TASK OBJECTIVE |
Copy the entries below word for word, from the start of the entries through the line that contains "[0,123,322,270]", with both of those lines included.

AVAILABLE RECORDS |

◇ ◇ ◇

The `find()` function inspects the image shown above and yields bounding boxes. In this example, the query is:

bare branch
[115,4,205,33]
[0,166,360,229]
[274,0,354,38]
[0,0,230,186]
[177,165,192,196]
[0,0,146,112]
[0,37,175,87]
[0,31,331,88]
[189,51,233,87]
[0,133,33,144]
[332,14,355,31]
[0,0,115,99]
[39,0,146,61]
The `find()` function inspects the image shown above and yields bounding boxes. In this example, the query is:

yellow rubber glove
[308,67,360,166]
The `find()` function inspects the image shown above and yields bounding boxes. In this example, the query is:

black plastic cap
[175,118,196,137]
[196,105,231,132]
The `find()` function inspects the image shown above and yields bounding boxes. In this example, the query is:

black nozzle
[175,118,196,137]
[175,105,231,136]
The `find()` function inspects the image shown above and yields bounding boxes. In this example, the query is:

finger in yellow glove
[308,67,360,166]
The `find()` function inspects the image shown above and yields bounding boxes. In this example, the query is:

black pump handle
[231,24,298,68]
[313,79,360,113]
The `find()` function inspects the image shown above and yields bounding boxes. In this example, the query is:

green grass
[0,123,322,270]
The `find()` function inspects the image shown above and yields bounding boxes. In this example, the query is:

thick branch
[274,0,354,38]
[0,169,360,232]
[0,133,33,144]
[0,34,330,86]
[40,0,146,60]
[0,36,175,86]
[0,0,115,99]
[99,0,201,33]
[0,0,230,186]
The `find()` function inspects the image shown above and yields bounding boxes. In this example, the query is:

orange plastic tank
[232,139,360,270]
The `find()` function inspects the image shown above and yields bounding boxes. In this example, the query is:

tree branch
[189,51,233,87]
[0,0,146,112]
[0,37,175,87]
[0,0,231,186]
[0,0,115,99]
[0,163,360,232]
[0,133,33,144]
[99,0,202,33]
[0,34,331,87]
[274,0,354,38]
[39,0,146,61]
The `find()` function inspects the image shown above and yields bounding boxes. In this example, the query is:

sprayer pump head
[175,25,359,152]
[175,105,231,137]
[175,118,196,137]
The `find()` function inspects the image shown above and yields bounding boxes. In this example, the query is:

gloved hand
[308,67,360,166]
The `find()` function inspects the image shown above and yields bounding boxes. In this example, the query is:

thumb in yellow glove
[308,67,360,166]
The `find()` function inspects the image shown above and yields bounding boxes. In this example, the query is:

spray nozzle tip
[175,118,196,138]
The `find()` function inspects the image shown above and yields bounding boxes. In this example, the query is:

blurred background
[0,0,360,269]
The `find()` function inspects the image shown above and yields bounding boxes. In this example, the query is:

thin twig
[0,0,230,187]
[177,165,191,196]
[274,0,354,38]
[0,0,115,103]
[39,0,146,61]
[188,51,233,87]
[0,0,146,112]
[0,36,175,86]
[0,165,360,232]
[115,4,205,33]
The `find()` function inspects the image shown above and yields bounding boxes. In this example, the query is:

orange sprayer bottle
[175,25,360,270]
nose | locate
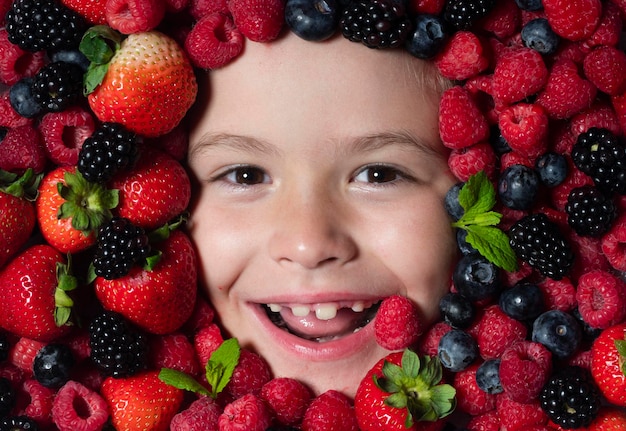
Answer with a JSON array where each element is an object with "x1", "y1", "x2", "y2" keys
[{"x1": 269, "y1": 185, "x2": 357, "y2": 269}]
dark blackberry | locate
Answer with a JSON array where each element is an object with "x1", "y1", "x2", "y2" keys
[
  {"x1": 539, "y1": 366, "x2": 601, "y2": 429},
  {"x1": 89, "y1": 311, "x2": 148, "y2": 377},
  {"x1": 6, "y1": 0, "x2": 88, "y2": 52},
  {"x1": 340, "y1": 0, "x2": 411, "y2": 48},
  {"x1": 32, "y1": 61, "x2": 83, "y2": 112},
  {"x1": 565, "y1": 186, "x2": 617, "y2": 237},
  {"x1": 443, "y1": 0, "x2": 496, "y2": 30},
  {"x1": 572, "y1": 127, "x2": 626, "y2": 194},
  {"x1": 509, "y1": 213, "x2": 574, "y2": 280},
  {"x1": 77, "y1": 123, "x2": 137, "y2": 183},
  {"x1": 93, "y1": 217, "x2": 150, "y2": 280}
]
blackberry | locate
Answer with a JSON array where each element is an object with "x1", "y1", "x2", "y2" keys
[
  {"x1": 340, "y1": 0, "x2": 411, "y2": 48},
  {"x1": 93, "y1": 217, "x2": 150, "y2": 280},
  {"x1": 89, "y1": 311, "x2": 148, "y2": 377},
  {"x1": 509, "y1": 213, "x2": 574, "y2": 280},
  {"x1": 32, "y1": 61, "x2": 83, "y2": 112},
  {"x1": 77, "y1": 123, "x2": 137, "y2": 183},
  {"x1": 443, "y1": 0, "x2": 496, "y2": 30},
  {"x1": 572, "y1": 127, "x2": 626, "y2": 194},
  {"x1": 6, "y1": 0, "x2": 88, "y2": 52},
  {"x1": 539, "y1": 366, "x2": 601, "y2": 429},
  {"x1": 565, "y1": 186, "x2": 617, "y2": 237}
]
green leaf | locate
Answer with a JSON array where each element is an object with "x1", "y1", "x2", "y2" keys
[{"x1": 159, "y1": 368, "x2": 211, "y2": 395}]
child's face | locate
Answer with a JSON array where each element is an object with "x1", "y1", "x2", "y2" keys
[{"x1": 189, "y1": 36, "x2": 455, "y2": 394}]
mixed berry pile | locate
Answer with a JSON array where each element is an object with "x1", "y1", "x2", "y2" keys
[{"x1": 0, "y1": 0, "x2": 626, "y2": 431}]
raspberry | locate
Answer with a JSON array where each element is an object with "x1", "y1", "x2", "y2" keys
[
  {"x1": 185, "y1": 12, "x2": 244, "y2": 69},
  {"x1": 536, "y1": 60, "x2": 597, "y2": 119},
  {"x1": 374, "y1": 295, "x2": 423, "y2": 350},
  {"x1": 492, "y1": 48, "x2": 548, "y2": 106},
  {"x1": 0, "y1": 125, "x2": 48, "y2": 173},
  {"x1": 583, "y1": 46, "x2": 626, "y2": 95},
  {"x1": 601, "y1": 214, "x2": 626, "y2": 272},
  {"x1": 302, "y1": 389, "x2": 359, "y2": 431},
  {"x1": 576, "y1": 270, "x2": 626, "y2": 329},
  {"x1": 261, "y1": 377, "x2": 313, "y2": 425},
  {"x1": 476, "y1": 305, "x2": 528, "y2": 360},
  {"x1": 227, "y1": 0, "x2": 285, "y2": 42},
  {"x1": 498, "y1": 103, "x2": 548, "y2": 158},
  {"x1": 434, "y1": 31, "x2": 490, "y2": 80},
  {"x1": 543, "y1": 0, "x2": 602, "y2": 41},
  {"x1": 52, "y1": 380, "x2": 109, "y2": 431},
  {"x1": 218, "y1": 394, "x2": 271, "y2": 431},
  {"x1": 439, "y1": 86, "x2": 489, "y2": 149},
  {"x1": 39, "y1": 107, "x2": 95, "y2": 166},
  {"x1": 104, "y1": 0, "x2": 165, "y2": 34}
]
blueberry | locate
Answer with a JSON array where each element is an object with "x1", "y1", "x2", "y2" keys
[
  {"x1": 535, "y1": 152, "x2": 568, "y2": 187},
  {"x1": 285, "y1": 0, "x2": 339, "y2": 41},
  {"x1": 532, "y1": 310, "x2": 582, "y2": 359},
  {"x1": 476, "y1": 359, "x2": 504, "y2": 394},
  {"x1": 452, "y1": 253, "x2": 501, "y2": 302},
  {"x1": 498, "y1": 164, "x2": 539, "y2": 210},
  {"x1": 521, "y1": 18, "x2": 560, "y2": 55},
  {"x1": 9, "y1": 78, "x2": 43, "y2": 118},
  {"x1": 499, "y1": 283, "x2": 544, "y2": 321},
  {"x1": 405, "y1": 14, "x2": 448, "y2": 59},
  {"x1": 33, "y1": 344, "x2": 74, "y2": 389},
  {"x1": 437, "y1": 329, "x2": 478, "y2": 372}
]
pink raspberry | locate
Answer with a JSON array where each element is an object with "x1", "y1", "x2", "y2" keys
[
  {"x1": 434, "y1": 31, "x2": 489, "y2": 81},
  {"x1": 52, "y1": 380, "x2": 109, "y2": 431},
  {"x1": 170, "y1": 396, "x2": 222, "y2": 431},
  {"x1": 302, "y1": 389, "x2": 359, "y2": 431},
  {"x1": 576, "y1": 270, "x2": 626, "y2": 329},
  {"x1": 185, "y1": 12, "x2": 244, "y2": 69},
  {"x1": 602, "y1": 213, "x2": 626, "y2": 272},
  {"x1": 374, "y1": 295, "x2": 423, "y2": 350},
  {"x1": 105, "y1": 0, "x2": 165, "y2": 34},
  {"x1": 218, "y1": 394, "x2": 271, "y2": 431},
  {"x1": 261, "y1": 377, "x2": 313, "y2": 425},
  {"x1": 439, "y1": 85, "x2": 489, "y2": 149},
  {"x1": 493, "y1": 48, "x2": 548, "y2": 106}
]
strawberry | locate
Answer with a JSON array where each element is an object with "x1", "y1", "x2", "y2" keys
[
  {"x1": 591, "y1": 322, "x2": 626, "y2": 407},
  {"x1": 94, "y1": 230, "x2": 197, "y2": 334},
  {"x1": 81, "y1": 27, "x2": 198, "y2": 136},
  {"x1": 0, "y1": 170, "x2": 40, "y2": 268},
  {"x1": 100, "y1": 370, "x2": 183, "y2": 431},
  {"x1": 0, "y1": 244, "x2": 75, "y2": 341},
  {"x1": 36, "y1": 166, "x2": 118, "y2": 253},
  {"x1": 354, "y1": 349, "x2": 455, "y2": 431}
]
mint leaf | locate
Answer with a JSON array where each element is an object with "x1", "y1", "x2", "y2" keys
[{"x1": 206, "y1": 338, "x2": 241, "y2": 398}]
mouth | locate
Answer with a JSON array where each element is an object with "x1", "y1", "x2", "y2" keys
[{"x1": 262, "y1": 301, "x2": 381, "y2": 343}]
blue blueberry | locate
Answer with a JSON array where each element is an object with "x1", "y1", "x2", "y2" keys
[
  {"x1": 476, "y1": 359, "x2": 504, "y2": 394},
  {"x1": 498, "y1": 164, "x2": 539, "y2": 210},
  {"x1": 521, "y1": 18, "x2": 560, "y2": 55},
  {"x1": 535, "y1": 152, "x2": 568, "y2": 187},
  {"x1": 452, "y1": 254, "x2": 501, "y2": 302},
  {"x1": 437, "y1": 329, "x2": 478, "y2": 372},
  {"x1": 406, "y1": 14, "x2": 448, "y2": 59},
  {"x1": 285, "y1": 0, "x2": 340, "y2": 41},
  {"x1": 439, "y1": 292, "x2": 475, "y2": 329},
  {"x1": 532, "y1": 310, "x2": 582, "y2": 359},
  {"x1": 499, "y1": 283, "x2": 544, "y2": 321}
]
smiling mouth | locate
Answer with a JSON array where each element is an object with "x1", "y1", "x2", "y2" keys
[{"x1": 262, "y1": 301, "x2": 381, "y2": 343}]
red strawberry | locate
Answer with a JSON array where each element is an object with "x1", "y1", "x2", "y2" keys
[
  {"x1": 354, "y1": 350, "x2": 455, "y2": 431},
  {"x1": 591, "y1": 323, "x2": 626, "y2": 407},
  {"x1": 95, "y1": 231, "x2": 197, "y2": 334},
  {"x1": 0, "y1": 245, "x2": 69, "y2": 341},
  {"x1": 100, "y1": 371, "x2": 183, "y2": 431},
  {"x1": 83, "y1": 31, "x2": 198, "y2": 136}
]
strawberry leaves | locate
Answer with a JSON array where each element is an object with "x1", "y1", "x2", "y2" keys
[{"x1": 452, "y1": 171, "x2": 517, "y2": 272}]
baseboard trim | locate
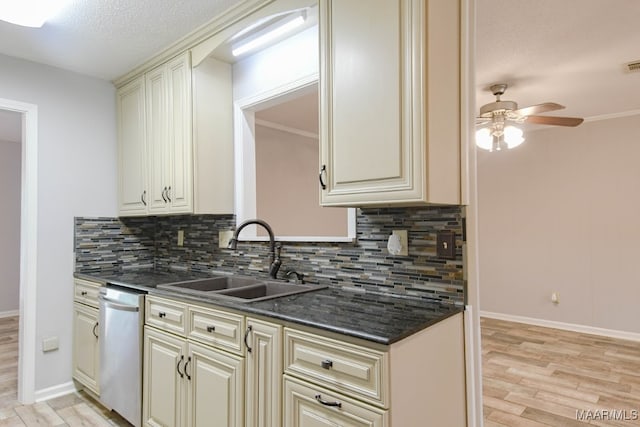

◇ ◇ ◇

SOLVED EXERCISE |
The `find()` function inspects the image shown above and yields bounding boxes. In this example, the query is:

bare branch
[115,4,205,33]
[0,166,360,229]
[274,0,354,38]
[0,0,230,186]
[177,165,192,196]
[0,0,146,112]
[0,37,175,87]
[0,31,331,88]
[189,51,233,87]
[0,133,33,144]
[332,14,355,31]
[0,0,115,99]
[39,0,146,61]
The `find()` function inspects the image shown above and yields bounding boxes. In this example, the query is:

yellow rubber glove
[308,67,360,166]
The `find()` function inspects the image shown above and yields bounding boxes. In this example, the query is:

black plastic cap
[175,118,196,137]
[196,105,231,132]
The `find()` function inspects the image shown above and yields bounding boxes. In this example, the query is:

black nozzle
[175,118,196,137]
[175,105,231,136]
The `find()` function inspects the image shown above and yields bounding boxes. In this example, the query is:

finger in yellow glove
[308,67,360,166]
The `find()` function inspects the image shown above and yields bounding boxes. In this example, the query is:

black pump handle
[231,24,298,68]
[313,79,360,113]
The `find()` function inspects the image shown above and yields bounding boxes. In this example, the query is:

green grass
[0,123,322,270]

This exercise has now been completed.